Dataset records
━━━━━━━━━━━━━━━━━━━━
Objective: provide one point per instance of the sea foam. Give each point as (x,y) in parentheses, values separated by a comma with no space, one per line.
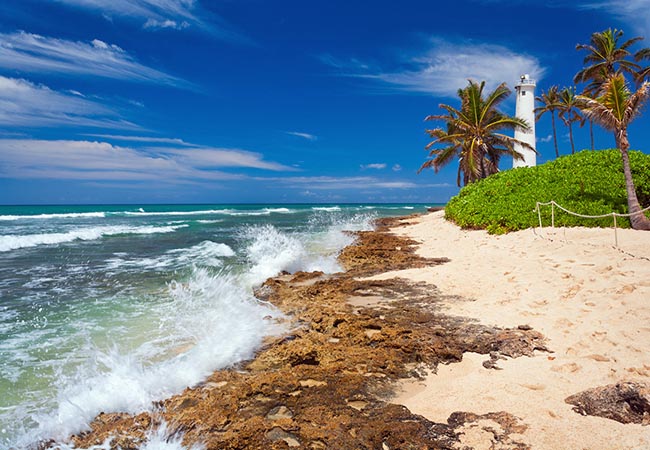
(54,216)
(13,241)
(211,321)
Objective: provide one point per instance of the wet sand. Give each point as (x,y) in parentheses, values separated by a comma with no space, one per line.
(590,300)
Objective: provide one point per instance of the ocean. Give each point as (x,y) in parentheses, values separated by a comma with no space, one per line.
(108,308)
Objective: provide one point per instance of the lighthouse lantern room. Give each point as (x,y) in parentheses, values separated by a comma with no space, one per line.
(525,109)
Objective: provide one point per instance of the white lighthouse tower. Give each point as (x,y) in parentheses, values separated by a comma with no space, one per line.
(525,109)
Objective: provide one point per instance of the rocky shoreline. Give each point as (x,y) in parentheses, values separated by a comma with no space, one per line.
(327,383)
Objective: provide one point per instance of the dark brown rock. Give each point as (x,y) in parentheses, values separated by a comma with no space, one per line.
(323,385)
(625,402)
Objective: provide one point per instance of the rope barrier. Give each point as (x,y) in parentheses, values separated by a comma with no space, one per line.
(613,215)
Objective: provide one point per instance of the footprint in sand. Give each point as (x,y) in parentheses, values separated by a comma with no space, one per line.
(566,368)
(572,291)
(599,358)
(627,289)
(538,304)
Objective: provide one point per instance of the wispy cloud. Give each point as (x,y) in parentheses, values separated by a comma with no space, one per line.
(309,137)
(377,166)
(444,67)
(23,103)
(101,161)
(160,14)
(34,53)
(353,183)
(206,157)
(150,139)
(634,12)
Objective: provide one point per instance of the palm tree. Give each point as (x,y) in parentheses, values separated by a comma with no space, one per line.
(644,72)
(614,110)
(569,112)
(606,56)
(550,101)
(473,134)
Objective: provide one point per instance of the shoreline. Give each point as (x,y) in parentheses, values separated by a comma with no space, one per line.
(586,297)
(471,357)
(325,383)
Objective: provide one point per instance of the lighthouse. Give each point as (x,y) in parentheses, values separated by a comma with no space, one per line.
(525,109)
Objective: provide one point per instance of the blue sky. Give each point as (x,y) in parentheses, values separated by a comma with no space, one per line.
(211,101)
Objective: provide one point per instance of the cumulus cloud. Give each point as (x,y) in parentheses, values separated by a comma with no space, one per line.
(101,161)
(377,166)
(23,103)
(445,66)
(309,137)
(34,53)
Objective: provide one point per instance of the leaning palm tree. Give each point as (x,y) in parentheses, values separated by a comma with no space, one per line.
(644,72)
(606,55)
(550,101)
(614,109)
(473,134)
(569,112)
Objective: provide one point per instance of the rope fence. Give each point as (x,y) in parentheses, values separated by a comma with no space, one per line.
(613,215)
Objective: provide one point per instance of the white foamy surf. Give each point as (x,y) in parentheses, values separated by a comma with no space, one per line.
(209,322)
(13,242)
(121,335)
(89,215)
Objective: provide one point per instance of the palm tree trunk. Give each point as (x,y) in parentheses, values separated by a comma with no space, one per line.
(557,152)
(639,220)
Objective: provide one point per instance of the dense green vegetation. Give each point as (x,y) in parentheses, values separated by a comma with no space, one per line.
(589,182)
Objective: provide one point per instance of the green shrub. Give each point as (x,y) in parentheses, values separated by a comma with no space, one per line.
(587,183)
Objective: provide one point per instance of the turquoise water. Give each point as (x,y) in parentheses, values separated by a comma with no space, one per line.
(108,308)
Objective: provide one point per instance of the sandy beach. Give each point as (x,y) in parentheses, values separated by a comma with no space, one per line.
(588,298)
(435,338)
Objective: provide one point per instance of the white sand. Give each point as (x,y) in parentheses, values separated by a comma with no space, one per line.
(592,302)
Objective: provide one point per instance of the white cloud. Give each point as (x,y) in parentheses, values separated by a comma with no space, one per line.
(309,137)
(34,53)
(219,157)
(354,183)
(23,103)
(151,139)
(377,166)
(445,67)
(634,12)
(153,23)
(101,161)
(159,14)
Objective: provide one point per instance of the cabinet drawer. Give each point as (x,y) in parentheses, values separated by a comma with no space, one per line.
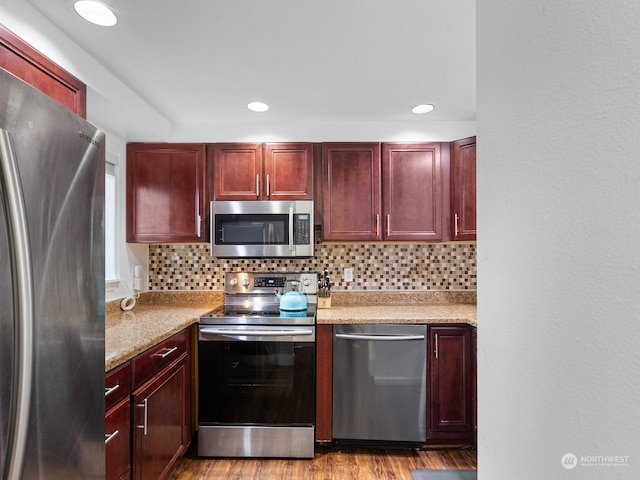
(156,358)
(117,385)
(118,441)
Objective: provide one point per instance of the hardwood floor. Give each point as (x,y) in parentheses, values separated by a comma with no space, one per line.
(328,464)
━━━━━━━━━━━━━━━━━━━━
* _Requirements_:
Copy the entries above line for line, leaving out the pictures.

* _The output_:
Objective: provide one point per instance of the sea foam. Give each point as (x,y) in parentheses, values separated by a comma with no space, one per line.
(54,216)
(13,241)
(211,321)
Objective: provide one point per instance of the wet sand. Give each point as (x,y) in parentheses, values separated by a comma with no space, one per line.
(590,300)
Objective: provide one point per instance of the ocean. Give each point as (x,y) in parentheses, values separated by a comma with no space, one per line.
(108,308)
Objective: provide one point per instance of the lighthouse lantern room. Give each point as (x,y) in parentheses, values separated by a comma with no space, one per line.
(525,109)
Objective: provide one point per instance of the white lighthouse tower. Give each point as (x,y) in parentheses, values separated by a comma with no space, one per line.
(525,109)
Objective: provide one point per instance of the rocky shoreline. Give each point as (x,y) in parentheses, values separated by a comma with no space, one per line.
(327,383)
Objective: provide one point per instance of the dark brown rock. Give each point as (x,y) in parentheses, values separated by a comma with no space, one per line.
(323,385)
(625,402)
Objective: provide one point per instance of the rope barrier. Give each point as (x,y) in parentheses, values separated by a comma with no space, one per line.
(613,215)
Objective: provide one point per instance of the footprint in sand. Give each point as (x,y) in parentheses, values separated by a comma with no space, one per line.
(566,368)
(572,291)
(599,358)
(627,289)
(538,304)
Objective: provide one point per instance of the wispy cloud. Give each point as (x,y) in parentheses, values separated by a comma with no space, one per line.
(309,137)
(377,166)
(444,67)
(23,103)
(101,161)
(160,14)
(34,53)
(353,183)
(206,157)
(150,139)
(634,12)
Objective: provide one point per instance of the palm tree. Give each point as (x,y) in parentheses, values separated by a comma with no space, one per line.
(644,72)
(614,110)
(569,112)
(606,56)
(550,101)
(473,134)
Objective: provide one point per instance of the shoreline. Give each point as (x,y) in parentheses, values separated by a comma with no space, one per line.
(586,297)
(471,357)
(325,383)
Objective: provide one point per instance of the lighthouse. Give each point as (x,y) in parentheses, values separated by a comma with no space, one per line.
(525,109)
Objective: provide one point per instance of the blue sky. Give each point as (x,y) in parentheses, values separated by a comma with no space, one per line.
(211,101)
Objective: provide one point per instance of the cumulus cloud. Give each point as (x,y) in parentheses, values separated by a comma with no space, one per line.
(101,161)
(377,166)
(23,103)
(445,66)
(309,137)
(34,53)
Objective: provide one point per instance of the leaning palm tree. Give each point as (x,y) in parentheses, values separated by a comma with no space, one per line.
(644,72)
(606,55)
(550,101)
(614,109)
(473,134)
(569,112)
Objective: provide one point per instance of the rope fence. Give each point as (x,y) in parentheses, values separated by a comma with no space, one per line.
(613,215)
Objective: provide one point per instance of the white foamy surf. Give each point as (x,y) in parentheses, values separated by a comma with no space, one per line.
(209,322)
(13,242)
(121,335)
(89,215)
Objective: provide one point per instance of the palm tree trunk. Give each point as (x,y) in parentheses, values separated by a comma with no space, one per line.
(557,152)
(639,220)
Objective: provide one point per instance of the dense green vegetation. Give each point as (x,y) in parentheses, values separated by a comma with no space, one per line.
(589,182)
Objective: provide one point per instance of the green shrub. Give each point as (x,y) in parentheses, values separated by a comma with no space, one per line.
(587,183)
Objective: provide one point per instance of the turquoise water. Give each point as (x,y) in parentheses, values separated by a comma with no space, one per line.
(108,308)
Objective: provide one point per instance of the sandy beach. Give each point as (x,y) in parentheses, values separated by a comma with no space, one per line.
(588,298)
(435,338)
Objective: provide one point per instance of the white sand. Give each point as (x,y) in parentheses, values separated by a comma with no space, one per line.
(592,302)
Objective: provide one point per instance of the white cloud. Give each point as (x,y) in parentheses, values separated by a comma with no space, one per line.
(309,137)
(34,53)
(219,157)
(354,183)
(23,103)
(151,139)
(377,166)
(445,67)
(634,12)
(153,23)
(101,161)
(159,14)
Objective: provide one point per instance of the cabinet drawer. Give each point as (x,y) in parentheses, values separated by a comma with no space, one per line.
(156,358)
(117,385)
(118,441)
Objective: provide one point per instance of the hardwood floor. Give each point as (x,y) in parentheses, values separated by a comma with no space, one per line.
(328,464)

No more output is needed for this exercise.